───── Data extract ─────

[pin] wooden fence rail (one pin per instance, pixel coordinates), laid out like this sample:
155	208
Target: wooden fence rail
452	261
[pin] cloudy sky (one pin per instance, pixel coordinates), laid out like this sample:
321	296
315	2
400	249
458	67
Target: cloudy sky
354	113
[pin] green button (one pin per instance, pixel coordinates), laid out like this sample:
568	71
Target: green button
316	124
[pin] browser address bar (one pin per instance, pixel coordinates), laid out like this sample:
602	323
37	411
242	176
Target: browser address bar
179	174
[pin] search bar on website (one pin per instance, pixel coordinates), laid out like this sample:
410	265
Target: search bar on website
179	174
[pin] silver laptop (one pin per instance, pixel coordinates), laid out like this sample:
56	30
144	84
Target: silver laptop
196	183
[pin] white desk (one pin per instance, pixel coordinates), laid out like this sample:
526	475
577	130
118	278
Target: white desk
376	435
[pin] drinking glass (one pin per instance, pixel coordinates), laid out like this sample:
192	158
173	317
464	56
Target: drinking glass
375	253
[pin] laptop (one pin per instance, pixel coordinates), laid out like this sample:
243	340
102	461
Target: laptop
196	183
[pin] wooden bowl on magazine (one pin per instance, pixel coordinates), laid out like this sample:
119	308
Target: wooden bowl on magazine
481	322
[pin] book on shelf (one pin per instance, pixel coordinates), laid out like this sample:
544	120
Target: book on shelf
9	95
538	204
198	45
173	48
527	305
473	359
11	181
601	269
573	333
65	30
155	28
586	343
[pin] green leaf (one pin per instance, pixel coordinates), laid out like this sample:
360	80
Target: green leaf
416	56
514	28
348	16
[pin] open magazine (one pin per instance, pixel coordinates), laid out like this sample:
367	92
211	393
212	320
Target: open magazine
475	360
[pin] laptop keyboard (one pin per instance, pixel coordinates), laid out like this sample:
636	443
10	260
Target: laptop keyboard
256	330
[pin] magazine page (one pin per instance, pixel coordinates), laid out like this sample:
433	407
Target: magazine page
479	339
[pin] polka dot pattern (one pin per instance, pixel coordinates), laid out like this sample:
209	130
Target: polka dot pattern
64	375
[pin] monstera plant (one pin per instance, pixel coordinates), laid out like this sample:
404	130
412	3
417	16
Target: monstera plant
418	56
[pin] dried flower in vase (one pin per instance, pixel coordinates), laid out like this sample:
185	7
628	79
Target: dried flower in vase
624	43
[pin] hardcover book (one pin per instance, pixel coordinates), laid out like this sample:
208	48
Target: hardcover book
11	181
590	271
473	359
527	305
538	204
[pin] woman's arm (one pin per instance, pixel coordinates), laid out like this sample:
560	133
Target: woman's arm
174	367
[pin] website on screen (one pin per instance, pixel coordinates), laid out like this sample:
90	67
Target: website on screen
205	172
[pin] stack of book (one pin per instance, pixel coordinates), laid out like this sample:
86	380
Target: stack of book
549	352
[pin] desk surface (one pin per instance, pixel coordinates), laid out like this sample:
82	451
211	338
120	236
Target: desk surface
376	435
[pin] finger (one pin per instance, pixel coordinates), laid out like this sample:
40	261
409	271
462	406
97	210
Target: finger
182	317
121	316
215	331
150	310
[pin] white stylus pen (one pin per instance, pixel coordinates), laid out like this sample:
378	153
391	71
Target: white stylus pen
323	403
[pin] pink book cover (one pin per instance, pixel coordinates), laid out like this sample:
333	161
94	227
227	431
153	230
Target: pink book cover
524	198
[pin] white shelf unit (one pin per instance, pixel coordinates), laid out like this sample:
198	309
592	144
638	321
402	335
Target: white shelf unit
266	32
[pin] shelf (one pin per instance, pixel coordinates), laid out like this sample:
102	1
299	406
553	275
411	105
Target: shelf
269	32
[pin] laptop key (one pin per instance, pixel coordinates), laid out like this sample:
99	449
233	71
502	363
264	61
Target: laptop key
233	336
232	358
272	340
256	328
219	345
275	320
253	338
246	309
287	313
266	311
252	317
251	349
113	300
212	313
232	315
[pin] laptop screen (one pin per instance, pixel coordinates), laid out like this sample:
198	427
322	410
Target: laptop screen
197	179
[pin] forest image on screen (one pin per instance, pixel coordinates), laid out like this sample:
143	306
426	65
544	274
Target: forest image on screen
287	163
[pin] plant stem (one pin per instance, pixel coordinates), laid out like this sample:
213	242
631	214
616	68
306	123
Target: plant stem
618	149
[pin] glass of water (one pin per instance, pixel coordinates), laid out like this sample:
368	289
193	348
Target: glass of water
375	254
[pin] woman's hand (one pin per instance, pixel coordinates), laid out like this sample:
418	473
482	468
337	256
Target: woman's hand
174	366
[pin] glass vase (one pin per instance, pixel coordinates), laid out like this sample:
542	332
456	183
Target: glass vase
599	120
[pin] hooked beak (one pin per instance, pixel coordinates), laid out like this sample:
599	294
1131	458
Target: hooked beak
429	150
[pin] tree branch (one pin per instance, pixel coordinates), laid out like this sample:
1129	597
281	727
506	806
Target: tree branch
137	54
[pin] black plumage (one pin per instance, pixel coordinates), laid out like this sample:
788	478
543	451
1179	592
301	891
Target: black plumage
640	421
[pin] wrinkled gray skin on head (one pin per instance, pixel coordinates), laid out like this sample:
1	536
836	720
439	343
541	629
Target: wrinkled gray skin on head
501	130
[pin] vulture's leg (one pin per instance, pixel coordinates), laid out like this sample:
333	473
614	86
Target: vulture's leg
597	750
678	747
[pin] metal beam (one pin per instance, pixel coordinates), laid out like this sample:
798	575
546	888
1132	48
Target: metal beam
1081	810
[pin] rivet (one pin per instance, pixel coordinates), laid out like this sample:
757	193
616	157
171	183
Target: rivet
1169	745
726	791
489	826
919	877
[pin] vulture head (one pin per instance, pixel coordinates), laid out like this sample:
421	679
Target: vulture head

─────

Copy the rows above exactly as they appear, all of them.

[pin] wooden fence rail (one pin per instance, pixel coordinates), laid out like this sample:
155	208
Target: wooden fence rail
452	261
[pin] cloudy sky (one pin per instance, pixel coordinates), laid out like this sample:
321	296
315	2
400	249
458	67
Target: cloudy sky
354	113
[pin] green button (one pin per instance, pixel coordinates), laid out like this sample:
568	71
Target: green button
316	124
[pin] browser address bar (one pin per instance, pixel coordinates), laid out like this sample:
602	323
37	411
242	176
Target: browser address bar
179	174
[pin] search bar on website (one pin per instance, pixel coordinates), laid out like this sample:
410	265
Target: search bar on website
179	174
[pin] silver laptop (one pin per instance, pixel coordinates), laid out like this sample:
56	30
144	84
Target: silver laptop
196	183
[pin] white desk (one pin per instance, pixel coordinates), laid out like this sample:
526	475
577	130
118	278
Target: white desk
376	435
[pin] drinking glass (one pin per instance, pixel coordinates), laid out like this sample:
192	158
173	317
464	56
Target: drinking glass
375	253
[pin] laptop (one pin per instance, pixel coordinates), laid out like this sample:
243	340
102	461
Target: laptop
196	183
[pin] wooden bowl on magazine (one pin per instance, pixel coordinates), laid out like this sample:
119	308
Target: wooden bowl on magazine
481	322
[pin] book on shelf (one pin per instance, pixel coordinates), laid out like this sample:
544	120
Target: book on shelf
9	95
538	204
198	45
173	48
527	305
473	359
11	181
601	269
573	333
65	30
155	28
586	343
[pin] green leaf (one pin per instance, pixel coordinates), laid out like this sample:
360	80
Target: green leaf
416	56
514	28
348	16
[pin] open magazine (one pin per instance, pixel coordinates), laid out like this sample:
367	92
211	393
212	320
Target: open magazine
475	360
[pin] laptop keyboard (one pin per instance, pixel coordinates), laid out like this sample:
636	443
10	260
Target: laptop keyboard
256	330
[pin] magazine page (one pin per instance, pixel coordinates), laid out like this sample:
433	407
Target: magazine page
479	339
[pin] polka dot pattern (one pin per instance, pixel coordinates), laid out like this sample:
209	130
Target: polka dot pattern
64	375
[pin] monstera plant (one pin per instance, pixel coordinates), laid out like this sample:
404	130
412	3
417	16
Target: monstera plant
418	56
[pin] dried flower in vase (one pin per instance, pixel coordinates), laid out like this sample:
185	7
628	79
Target: dried flower in vase
624	43
[pin] hardcover book (one pin per instance, pixel coordinates), laid out like this sample:
208	48
Target: hardcover book
11	181
590	271
473	359
527	305
538	204
[pin] woman's arm (one pin per instance, pixel coordinates), laid out like this sample:
560	133
Target: woman's arm
174	367
[pin] website on screen (one pin per instance, pixel coordinates), laid out like this sample:
90	67
Target: website on screen
205	172
[pin] stack of book (one pin per instance, pixel coordinates), laid out like this sample:
86	380
Target: stack of book
549	352
[pin] desk surface (one pin per instance, pixel coordinates), laid out like this sample:
82	451
211	338
120	236
Target: desk surface
376	435
[pin] finger (one pin per instance, pixel coordinates), laid out like this sample:
40	261
409	271
462	406
97	210
Target: finger
182	317
121	316
215	331
150	310
[pin] white stylus pen (one pin per instance, pixel coordinates), laid out like this sample:
378	153
391	71
Target: white stylus pen
323	403
[pin] pink book cover (one pin per instance, pixel coordinates), laid out like this sample:
333	161
94	227
227	431
153	230
Target: pink book cover
524	198
[pin] white shelf unit (one pin per instance, pixel coordinates), laid out like this sample:
198	309
592	144
638	321
402	335
Target: white shelf unit
266	32
[pin] shelf (one pin per instance, pixel coordinates), laid out like this sample:
102	1
299	406
553	275
411	105
Target: shelf
269	32
[pin] laptop key (one pin per instance, pixel coordinates), laid out like this sample:
99	449
233	71
502	363
264	61
Target: laptop key
233	336
232	358
272	340
256	328
219	345
275	320
253	338
246	309
287	313
266	311
252	317
251	349
113	300
212	313
232	315
[pin] laptop screen (one pin per instance, pixel coordinates), laid out like this sample:
198	427
322	410
Target: laptop screen
197	179
[pin] forest image on screen (one pin per instance, pixel coordinates), laid out like this sample:
143	306
426	65
544	274
Target: forest image on screen
287	163
[pin] plant stem (one pin per instance, pixel coordinates), laid out like this sample:
213	242
631	214
616	68
306	123
Target: plant stem
618	149
[pin] glass of water (one pin per instance, pixel coordinates), laid out like this sample:
368	289
193	348
Target: glass of water
375	254
[pin] woman's hand (one pin per instance, pixel coordinates), laid out like this sample:
418	473
482	468
337	256
Target: woman's hand
174	366
[pin] glass vase (one pin per instance, pixel coordinates), laid out like this sample:
542	332
456	183
Target: glass vase
599	120
[pin] hooked beak (one pin per instance, pixel coordinates), laid out like this sample:
599	294
1131	458
Target: hooked beak
429	150
[pin] tree branch (one pin per instance, pixel coordinates), laid out like this sample:
1129	597
281	727
506	806
Target: tree branch
137	54
[pin] black plumage (one pin per instance, pixel coordinates), laid out like this sample:
788	478
543	451
1179	592
301	891
Target: black plumage
640	421
[pin] wrinkled gray skin on head (one pin per instance, pixel coordinates), laid out like this sample:
1	536
836	720
439	343
541	629
Target: wrinkled gray skin on head
501	130
[pin] vulture's leg (one pin per instance, pixel coordinates), laid out like this sample:
333	473
614	86
Target: vulture's leg
597	750
678	747
[pin] metal beam (one pin per instance, pixel coordinates), laid out like this sample:
798	575
546	888
1132	48
Target: metal beam
1081	810
[pin] rivet (one pin per instance, pixel coordinates), laid out like this sample:
757	193
616	157
171	183
Target: rivet
1169	745
726	791
489	826
919	877
[pin] vulture head (one pin per instance, pixel coordinates), laid out like this sample:
421	679
Target: vulture head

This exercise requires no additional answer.